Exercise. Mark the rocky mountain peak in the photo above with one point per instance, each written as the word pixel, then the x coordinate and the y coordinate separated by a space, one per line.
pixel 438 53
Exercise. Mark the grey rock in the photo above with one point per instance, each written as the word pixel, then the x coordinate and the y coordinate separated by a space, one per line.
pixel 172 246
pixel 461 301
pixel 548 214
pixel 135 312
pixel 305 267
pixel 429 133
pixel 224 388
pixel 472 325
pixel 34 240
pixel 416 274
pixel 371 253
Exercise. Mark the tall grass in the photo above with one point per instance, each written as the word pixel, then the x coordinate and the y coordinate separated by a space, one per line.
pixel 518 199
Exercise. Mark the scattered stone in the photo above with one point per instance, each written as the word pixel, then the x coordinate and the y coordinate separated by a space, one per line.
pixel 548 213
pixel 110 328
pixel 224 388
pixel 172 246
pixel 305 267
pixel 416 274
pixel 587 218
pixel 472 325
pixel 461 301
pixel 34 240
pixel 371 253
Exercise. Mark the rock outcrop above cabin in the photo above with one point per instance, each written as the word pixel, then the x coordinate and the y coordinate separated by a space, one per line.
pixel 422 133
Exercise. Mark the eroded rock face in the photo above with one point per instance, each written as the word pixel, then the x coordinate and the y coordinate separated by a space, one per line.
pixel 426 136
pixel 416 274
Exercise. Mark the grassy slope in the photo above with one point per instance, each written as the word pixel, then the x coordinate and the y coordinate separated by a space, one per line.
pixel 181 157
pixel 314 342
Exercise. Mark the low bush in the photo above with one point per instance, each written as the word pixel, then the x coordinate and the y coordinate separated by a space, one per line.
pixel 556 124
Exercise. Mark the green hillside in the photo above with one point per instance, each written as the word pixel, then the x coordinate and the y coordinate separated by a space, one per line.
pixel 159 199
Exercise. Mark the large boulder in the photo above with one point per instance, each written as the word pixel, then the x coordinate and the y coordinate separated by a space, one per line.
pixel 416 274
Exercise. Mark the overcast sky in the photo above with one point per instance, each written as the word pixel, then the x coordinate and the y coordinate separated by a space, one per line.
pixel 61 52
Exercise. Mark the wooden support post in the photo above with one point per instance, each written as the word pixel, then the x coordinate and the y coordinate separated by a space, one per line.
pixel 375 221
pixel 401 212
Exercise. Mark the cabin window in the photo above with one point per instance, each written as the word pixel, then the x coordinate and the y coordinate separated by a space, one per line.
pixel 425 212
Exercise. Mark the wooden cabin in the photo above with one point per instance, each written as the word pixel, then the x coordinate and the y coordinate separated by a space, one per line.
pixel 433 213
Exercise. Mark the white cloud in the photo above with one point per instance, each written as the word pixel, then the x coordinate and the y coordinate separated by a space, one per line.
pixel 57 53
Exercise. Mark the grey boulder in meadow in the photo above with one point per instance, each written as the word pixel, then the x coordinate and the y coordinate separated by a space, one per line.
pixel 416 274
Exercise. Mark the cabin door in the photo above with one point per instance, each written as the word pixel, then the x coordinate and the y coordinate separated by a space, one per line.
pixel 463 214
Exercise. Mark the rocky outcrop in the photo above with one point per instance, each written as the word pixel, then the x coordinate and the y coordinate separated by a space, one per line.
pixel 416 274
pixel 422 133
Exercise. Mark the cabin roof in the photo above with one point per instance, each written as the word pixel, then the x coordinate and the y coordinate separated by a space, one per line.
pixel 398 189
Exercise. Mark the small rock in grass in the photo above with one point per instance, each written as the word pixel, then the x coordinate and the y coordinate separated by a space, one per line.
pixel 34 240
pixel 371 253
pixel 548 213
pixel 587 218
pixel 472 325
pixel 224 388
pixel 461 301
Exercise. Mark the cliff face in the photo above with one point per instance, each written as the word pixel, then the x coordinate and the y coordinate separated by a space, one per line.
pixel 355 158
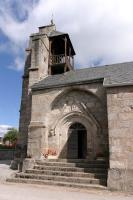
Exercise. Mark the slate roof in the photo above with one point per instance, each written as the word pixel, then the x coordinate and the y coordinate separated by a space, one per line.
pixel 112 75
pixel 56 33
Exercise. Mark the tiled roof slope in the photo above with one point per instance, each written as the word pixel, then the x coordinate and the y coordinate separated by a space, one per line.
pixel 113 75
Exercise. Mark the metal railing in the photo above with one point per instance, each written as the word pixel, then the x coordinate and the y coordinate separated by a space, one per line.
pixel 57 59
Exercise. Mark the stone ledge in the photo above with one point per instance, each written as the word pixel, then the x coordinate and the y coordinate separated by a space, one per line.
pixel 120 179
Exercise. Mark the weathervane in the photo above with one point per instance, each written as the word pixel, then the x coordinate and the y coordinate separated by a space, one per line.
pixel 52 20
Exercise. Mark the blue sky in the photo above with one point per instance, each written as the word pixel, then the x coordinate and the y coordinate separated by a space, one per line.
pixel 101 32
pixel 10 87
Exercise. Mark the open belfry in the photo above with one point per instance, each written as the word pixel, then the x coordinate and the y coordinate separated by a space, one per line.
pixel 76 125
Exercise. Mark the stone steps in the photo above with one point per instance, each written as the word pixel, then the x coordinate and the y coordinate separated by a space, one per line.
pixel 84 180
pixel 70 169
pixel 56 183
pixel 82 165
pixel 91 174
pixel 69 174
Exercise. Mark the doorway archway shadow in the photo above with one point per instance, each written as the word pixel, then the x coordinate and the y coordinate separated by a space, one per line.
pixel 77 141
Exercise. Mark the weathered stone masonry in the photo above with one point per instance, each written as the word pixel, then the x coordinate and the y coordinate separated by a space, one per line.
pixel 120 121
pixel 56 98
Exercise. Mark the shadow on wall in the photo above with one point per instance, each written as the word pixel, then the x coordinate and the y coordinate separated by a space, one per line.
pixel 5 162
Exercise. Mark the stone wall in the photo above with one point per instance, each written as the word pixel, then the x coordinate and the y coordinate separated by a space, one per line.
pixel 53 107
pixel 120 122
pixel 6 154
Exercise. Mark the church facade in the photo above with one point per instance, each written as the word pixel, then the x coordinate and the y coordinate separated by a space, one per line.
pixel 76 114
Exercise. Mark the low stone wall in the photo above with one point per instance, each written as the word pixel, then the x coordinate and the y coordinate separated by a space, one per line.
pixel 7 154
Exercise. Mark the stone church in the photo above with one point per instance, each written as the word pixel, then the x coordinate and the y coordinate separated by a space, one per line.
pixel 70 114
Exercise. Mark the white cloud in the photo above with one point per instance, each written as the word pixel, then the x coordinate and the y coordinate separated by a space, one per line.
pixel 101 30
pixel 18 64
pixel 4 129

==

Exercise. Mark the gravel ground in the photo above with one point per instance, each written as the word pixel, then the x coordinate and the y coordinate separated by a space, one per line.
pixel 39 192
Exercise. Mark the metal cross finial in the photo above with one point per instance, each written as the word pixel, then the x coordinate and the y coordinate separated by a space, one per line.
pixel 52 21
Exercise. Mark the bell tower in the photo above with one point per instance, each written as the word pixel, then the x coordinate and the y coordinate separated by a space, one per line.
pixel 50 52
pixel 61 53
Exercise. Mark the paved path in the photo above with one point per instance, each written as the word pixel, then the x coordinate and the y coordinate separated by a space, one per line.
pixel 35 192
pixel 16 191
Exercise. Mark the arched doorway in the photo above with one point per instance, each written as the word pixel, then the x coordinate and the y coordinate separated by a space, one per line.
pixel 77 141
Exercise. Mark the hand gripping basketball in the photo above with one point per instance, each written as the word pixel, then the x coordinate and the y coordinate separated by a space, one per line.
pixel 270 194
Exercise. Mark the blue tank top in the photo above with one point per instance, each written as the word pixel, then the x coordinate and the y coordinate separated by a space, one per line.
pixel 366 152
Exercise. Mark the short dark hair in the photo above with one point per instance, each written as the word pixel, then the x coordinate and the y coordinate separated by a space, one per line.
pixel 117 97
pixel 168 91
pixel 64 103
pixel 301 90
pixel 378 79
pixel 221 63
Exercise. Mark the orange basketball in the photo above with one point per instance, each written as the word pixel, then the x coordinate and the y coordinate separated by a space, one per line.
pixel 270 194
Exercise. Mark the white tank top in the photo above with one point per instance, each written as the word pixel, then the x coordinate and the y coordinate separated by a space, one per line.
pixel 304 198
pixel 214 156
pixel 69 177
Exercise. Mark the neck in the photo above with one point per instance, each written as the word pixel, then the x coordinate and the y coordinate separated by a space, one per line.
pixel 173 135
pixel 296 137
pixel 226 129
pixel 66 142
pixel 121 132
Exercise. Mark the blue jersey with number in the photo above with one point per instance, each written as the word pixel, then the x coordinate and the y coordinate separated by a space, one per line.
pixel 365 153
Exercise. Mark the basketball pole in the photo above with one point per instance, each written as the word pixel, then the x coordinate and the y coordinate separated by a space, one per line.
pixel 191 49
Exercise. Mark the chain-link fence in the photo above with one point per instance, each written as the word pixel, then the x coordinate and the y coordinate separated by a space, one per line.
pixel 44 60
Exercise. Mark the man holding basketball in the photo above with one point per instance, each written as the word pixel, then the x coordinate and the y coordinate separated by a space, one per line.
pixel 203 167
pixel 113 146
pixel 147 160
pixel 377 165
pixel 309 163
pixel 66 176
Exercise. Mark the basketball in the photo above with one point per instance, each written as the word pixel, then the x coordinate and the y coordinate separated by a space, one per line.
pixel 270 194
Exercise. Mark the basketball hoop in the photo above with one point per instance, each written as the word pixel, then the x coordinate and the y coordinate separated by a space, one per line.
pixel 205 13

* * *

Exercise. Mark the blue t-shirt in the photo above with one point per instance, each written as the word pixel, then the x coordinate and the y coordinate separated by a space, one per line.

TASK DIRECTIONS | Show every line of the items above that contains the string "bell", copying each line in full. Case counts.

ANSWER |
Exercise. Mark the bell tower in the photo above with one point per instance, each written as the word pixel, then the x coordinate and the y coordinate separated by a space, one per line.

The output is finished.